[Data listing]

>>>>

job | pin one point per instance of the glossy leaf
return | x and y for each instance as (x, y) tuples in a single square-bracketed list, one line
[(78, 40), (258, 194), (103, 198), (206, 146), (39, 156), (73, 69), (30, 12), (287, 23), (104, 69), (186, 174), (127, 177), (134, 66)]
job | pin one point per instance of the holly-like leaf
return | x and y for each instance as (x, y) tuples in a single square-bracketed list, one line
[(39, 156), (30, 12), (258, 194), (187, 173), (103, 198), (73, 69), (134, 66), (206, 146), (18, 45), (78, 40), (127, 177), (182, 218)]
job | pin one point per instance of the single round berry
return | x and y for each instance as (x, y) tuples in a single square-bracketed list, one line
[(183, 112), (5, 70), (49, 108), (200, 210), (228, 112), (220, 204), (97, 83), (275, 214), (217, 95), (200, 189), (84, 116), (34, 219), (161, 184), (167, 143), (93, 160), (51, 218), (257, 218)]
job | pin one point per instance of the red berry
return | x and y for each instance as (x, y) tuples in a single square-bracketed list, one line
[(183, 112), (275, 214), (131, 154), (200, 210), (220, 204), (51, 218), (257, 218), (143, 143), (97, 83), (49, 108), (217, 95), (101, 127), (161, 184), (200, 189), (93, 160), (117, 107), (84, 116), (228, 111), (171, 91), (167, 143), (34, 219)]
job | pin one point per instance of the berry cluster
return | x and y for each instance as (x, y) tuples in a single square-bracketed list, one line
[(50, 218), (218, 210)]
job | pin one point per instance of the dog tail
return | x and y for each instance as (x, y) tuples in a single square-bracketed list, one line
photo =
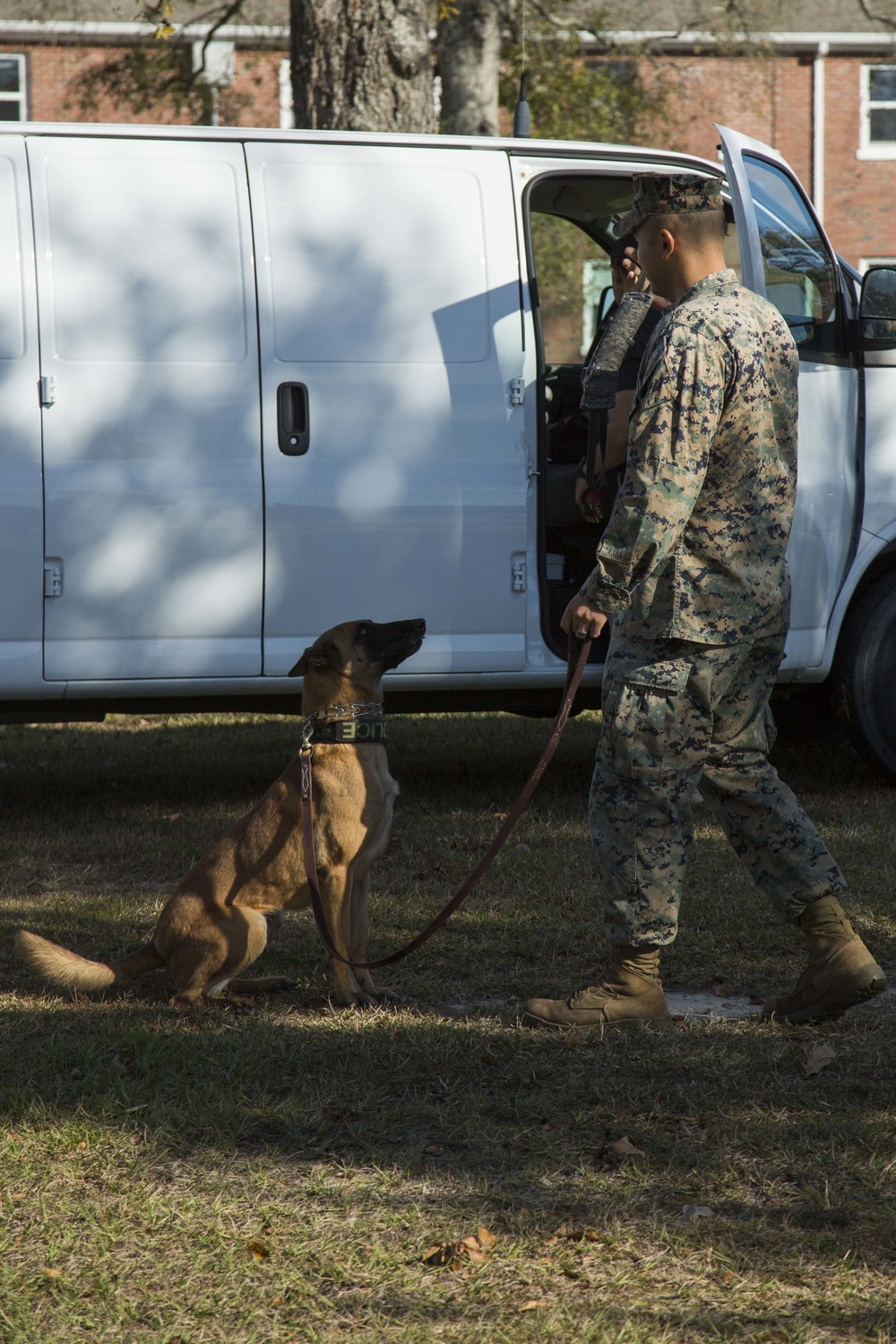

<<<<

** Exercise brief **
Identify each line in the records that contains the word "berry", and copy those lines out in full.

** Completed exercise **
job | pin one point per instance of the single round berry
job | pin one point per instance of the red berry
job | pin one point per instance of the berry cluster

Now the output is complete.